----- RECORDS SUPPLIED -----

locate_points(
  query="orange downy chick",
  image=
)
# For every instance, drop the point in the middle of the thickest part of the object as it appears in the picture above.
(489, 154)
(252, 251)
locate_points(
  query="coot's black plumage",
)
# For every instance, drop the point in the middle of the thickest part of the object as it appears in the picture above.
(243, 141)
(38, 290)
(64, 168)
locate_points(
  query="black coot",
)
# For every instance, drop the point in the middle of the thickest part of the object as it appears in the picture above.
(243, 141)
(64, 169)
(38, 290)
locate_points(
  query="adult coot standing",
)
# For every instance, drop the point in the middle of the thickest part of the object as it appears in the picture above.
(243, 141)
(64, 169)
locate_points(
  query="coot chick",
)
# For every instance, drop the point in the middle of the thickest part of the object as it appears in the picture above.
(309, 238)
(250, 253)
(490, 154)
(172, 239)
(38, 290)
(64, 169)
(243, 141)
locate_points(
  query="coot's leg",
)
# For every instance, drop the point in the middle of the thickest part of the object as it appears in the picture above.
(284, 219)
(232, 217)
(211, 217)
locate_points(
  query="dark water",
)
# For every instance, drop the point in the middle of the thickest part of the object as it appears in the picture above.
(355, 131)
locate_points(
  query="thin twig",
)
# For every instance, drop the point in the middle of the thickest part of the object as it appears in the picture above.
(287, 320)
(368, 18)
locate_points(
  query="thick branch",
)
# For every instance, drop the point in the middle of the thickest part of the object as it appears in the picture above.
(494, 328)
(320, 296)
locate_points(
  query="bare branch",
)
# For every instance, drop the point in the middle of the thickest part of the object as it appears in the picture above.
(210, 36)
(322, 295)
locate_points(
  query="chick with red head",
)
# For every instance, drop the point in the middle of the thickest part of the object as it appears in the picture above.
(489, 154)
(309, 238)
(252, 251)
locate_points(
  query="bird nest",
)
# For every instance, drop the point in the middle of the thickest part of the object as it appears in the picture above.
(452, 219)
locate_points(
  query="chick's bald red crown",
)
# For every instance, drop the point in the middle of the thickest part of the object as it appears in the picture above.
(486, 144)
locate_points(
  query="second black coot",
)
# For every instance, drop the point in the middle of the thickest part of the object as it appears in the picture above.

-----

Quote every record above exactly.

# RESULT BELOW:
locate_points(
  query="orange downy chick",
  image=
)
# For every instance, drop the point in the middle of the thickest part of the object as it appears in the picture above.
(489, 154)
(252, 251)
locate_points(
  query="coot's black plumage",
)
# For every instance, drop the point in the middle of the thickest part of the object as it appears in the picture above.
(243, 141)
(38, 290)
(64, 168)
locate_points(
  query="black coot",
)
# For every instance, drop the point in the middle of the thickest part of the object as it appears in the picture above.
(243, 141)
(64, 169)
(38, 290)
locate_points(
  query="adult coot standing",
)
# For every instance, drop the point in the middle of the thickest part of the object as it appears in the picture above.
(243, 141)
(64, 169)
locate_points(
  query="coot chick",
)
# For every instance, drop the point in the middle of the thickest part of the object as it appears in the picture above.
(309, 238)
(250, 253)
(490, 154)
(172, 239)
(38, 290)
(64, 169)
(243, 141)
locate_points(
  query="coot's leg",
)
# For every instance, drop the point in the middle of the thickest part of the object as it appears in the picture above.
(284, 219)
(232, 217)
(211, 217)
locate_points(
  query="dark water",
)
# For every instance, drop the point in the middle of the thickest part of the object as it appears in the picture above.
(355, 131)
locate_points(
  query="thin twig",
)
# For every instance, drop the point in the middle of the thickest part of the object as it appears in the picture above.
(287, 320)
(368, 18)
locate_points(
  query="thick branch",
)
# For every instance, drop the point in the middle of the thickest part of the object as it appears in the picture above.
(494, 328)
(320, 296)
locate_points(
  query="bare branch",
)
# For every instance, drop the point in the middle of the thickest part of the object as it appears in the picture above.
(210, 36)
(322, 295)
locate_points(
  query="chick with red head",
)
# For every instance, drop the point in the middle of the thickest part of the object as it appears in the picture above.
(489, 154)
(309, 238)
(252, 251)
locate_points(
  query="bird nest",
)
# For every instance, drop the point in the middle of the thickest part of the object as it appears in the picture above.
(452, 219)
locate_points(
  query="chick's bald red crown",
)
# For every instance, drop the point in the middle of the thickest part of the object as it appears in the picture above.
(486, 144)
locate_points(
  query="second black coot",
)
# For every instance, drop the point in the middle of the thickest part of the object as it appears in the picture above.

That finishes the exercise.